**Objective**
Using the entries below, return word for word the lines from the one containing "Would you please locate the black metal" up to and including the last.

**Pointing and labeling entries**
Begin

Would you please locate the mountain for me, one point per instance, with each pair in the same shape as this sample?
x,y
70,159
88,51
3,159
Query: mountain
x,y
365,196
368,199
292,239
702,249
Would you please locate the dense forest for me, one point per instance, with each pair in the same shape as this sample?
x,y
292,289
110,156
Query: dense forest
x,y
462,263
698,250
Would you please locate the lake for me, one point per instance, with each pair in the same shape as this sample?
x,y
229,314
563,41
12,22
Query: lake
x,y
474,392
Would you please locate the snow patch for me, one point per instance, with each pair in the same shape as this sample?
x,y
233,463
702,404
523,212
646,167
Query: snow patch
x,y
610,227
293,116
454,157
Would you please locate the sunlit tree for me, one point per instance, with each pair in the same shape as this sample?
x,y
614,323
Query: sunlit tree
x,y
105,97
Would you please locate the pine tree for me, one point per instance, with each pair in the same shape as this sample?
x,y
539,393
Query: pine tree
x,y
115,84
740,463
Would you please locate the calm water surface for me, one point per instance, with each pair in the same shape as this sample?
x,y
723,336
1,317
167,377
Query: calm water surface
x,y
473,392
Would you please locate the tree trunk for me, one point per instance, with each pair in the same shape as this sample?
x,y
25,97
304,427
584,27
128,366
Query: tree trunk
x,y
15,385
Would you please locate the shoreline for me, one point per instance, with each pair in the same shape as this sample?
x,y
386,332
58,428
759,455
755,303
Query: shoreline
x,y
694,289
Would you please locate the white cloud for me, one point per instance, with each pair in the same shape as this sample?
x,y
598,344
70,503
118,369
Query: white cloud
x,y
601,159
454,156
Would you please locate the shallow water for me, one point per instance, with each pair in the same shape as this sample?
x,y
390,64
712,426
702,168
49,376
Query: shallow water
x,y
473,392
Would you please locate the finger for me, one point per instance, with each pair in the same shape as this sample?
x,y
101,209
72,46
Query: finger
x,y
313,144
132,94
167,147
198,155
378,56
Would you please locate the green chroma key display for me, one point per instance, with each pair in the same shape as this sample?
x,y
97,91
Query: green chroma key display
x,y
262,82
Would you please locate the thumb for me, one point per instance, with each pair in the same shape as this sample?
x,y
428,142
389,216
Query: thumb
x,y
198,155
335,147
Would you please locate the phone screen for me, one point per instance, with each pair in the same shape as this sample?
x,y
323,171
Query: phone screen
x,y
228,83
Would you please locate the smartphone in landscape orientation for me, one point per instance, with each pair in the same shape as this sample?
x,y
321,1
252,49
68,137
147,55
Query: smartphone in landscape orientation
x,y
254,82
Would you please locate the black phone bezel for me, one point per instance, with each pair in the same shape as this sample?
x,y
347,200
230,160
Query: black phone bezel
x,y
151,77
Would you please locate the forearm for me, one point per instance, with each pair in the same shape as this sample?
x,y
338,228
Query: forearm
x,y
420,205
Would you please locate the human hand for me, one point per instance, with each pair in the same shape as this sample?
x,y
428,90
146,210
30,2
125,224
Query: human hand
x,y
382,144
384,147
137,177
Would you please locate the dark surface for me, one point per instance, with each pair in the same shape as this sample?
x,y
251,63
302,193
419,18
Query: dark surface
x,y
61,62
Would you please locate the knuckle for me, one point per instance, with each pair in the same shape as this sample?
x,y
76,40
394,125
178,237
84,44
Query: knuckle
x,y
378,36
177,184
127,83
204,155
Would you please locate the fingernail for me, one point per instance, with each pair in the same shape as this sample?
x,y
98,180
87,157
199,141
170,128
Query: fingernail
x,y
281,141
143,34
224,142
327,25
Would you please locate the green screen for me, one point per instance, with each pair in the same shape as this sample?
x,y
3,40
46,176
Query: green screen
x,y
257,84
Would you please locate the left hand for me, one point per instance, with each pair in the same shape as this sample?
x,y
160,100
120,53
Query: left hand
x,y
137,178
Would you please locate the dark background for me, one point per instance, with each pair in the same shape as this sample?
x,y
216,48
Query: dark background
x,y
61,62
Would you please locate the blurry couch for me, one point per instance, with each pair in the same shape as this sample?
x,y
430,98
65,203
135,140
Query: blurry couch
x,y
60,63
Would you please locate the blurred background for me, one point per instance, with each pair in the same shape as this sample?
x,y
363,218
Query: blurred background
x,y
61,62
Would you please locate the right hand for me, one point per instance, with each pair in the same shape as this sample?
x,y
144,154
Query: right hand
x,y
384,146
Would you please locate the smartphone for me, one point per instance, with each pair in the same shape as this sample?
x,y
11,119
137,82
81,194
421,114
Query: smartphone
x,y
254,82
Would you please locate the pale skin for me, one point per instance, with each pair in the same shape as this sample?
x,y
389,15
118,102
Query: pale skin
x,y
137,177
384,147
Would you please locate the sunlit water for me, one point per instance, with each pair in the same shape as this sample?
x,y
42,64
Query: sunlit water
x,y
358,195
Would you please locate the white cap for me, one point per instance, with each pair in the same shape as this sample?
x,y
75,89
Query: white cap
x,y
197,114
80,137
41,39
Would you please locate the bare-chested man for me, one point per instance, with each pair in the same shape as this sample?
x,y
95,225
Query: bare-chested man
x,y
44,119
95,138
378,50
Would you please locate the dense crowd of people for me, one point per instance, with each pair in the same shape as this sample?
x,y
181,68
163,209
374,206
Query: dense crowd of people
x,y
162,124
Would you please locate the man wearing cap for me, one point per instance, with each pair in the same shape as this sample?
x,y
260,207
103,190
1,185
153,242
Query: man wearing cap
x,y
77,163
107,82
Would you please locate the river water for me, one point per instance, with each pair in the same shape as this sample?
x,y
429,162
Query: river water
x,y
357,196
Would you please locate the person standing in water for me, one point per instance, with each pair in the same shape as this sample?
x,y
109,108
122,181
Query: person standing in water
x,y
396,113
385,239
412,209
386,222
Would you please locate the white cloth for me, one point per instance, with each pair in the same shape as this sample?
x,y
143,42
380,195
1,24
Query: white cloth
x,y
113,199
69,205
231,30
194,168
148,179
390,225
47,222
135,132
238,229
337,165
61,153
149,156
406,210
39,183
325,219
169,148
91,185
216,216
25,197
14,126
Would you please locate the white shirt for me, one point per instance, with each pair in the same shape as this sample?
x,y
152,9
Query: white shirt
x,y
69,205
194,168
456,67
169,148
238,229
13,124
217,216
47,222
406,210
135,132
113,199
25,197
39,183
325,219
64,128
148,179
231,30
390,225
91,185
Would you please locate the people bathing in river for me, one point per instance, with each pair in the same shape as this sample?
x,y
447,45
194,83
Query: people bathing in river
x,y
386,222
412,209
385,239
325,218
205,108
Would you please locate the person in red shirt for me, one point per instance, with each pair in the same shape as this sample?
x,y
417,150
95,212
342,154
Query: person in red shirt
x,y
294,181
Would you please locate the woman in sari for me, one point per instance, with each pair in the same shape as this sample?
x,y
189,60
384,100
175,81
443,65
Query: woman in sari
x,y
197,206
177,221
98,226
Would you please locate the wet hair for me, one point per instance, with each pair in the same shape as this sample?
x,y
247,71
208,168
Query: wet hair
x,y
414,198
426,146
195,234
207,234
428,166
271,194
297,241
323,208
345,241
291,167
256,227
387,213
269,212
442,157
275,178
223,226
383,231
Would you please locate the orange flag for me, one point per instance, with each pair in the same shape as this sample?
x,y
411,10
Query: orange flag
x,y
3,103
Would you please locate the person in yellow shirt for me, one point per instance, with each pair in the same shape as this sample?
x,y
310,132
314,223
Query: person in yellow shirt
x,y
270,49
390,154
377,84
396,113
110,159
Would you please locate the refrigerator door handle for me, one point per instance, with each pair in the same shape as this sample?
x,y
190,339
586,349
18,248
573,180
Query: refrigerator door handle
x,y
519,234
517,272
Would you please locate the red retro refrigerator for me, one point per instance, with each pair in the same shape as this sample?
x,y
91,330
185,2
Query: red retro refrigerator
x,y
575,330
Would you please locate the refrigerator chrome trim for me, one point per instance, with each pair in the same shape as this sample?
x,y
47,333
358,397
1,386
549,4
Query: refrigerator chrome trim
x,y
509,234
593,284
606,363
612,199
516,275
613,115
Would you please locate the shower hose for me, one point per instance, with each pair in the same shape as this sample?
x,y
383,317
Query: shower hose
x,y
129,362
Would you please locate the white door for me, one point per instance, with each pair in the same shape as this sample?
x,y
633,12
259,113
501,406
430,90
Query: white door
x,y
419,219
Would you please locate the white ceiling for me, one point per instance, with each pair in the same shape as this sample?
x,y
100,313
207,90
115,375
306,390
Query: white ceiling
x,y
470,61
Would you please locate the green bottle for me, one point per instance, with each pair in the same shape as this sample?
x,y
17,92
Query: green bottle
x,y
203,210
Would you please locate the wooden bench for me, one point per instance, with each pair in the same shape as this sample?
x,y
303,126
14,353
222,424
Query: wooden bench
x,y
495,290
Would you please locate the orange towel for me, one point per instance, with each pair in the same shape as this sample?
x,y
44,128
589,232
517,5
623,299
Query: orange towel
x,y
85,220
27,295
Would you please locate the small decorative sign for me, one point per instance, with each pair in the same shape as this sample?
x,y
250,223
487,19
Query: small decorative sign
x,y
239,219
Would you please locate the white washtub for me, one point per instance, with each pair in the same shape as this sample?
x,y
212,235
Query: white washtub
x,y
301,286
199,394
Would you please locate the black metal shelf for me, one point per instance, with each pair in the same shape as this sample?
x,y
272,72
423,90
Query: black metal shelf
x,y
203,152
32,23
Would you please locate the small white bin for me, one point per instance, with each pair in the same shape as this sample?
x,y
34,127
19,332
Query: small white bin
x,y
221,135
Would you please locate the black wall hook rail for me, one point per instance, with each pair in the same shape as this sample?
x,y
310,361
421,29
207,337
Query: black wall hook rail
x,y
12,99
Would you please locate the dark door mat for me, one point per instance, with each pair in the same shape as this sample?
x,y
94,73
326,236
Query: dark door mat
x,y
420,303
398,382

End

**Solved exercise**
Would you please locate the black metal shelf for me, one point per instance, with each pair in the same shape as this sample?
x,y
272,72
423,90
Query: black metal shelf
x,y
203,152
32,23
Would you please locate the small white bin for me, one point per instance, with each pair in the same shape as this sample?
x,y
34,127
19,332
Query: small white bin
x,y
221,135
Would you please locate the black wall hook rail for me, one point per instance, with each pair in the same shape as this sample?
x,y
310,361
421,29
207,337
Query: black wall hook rail
x,y
12,99
Would you please locate the dark door mat for me, one point per instance, with each pair in the same shape as this sample?
x,y
94,73
326,236
Query: dark door mat
x,y
420,303
398,382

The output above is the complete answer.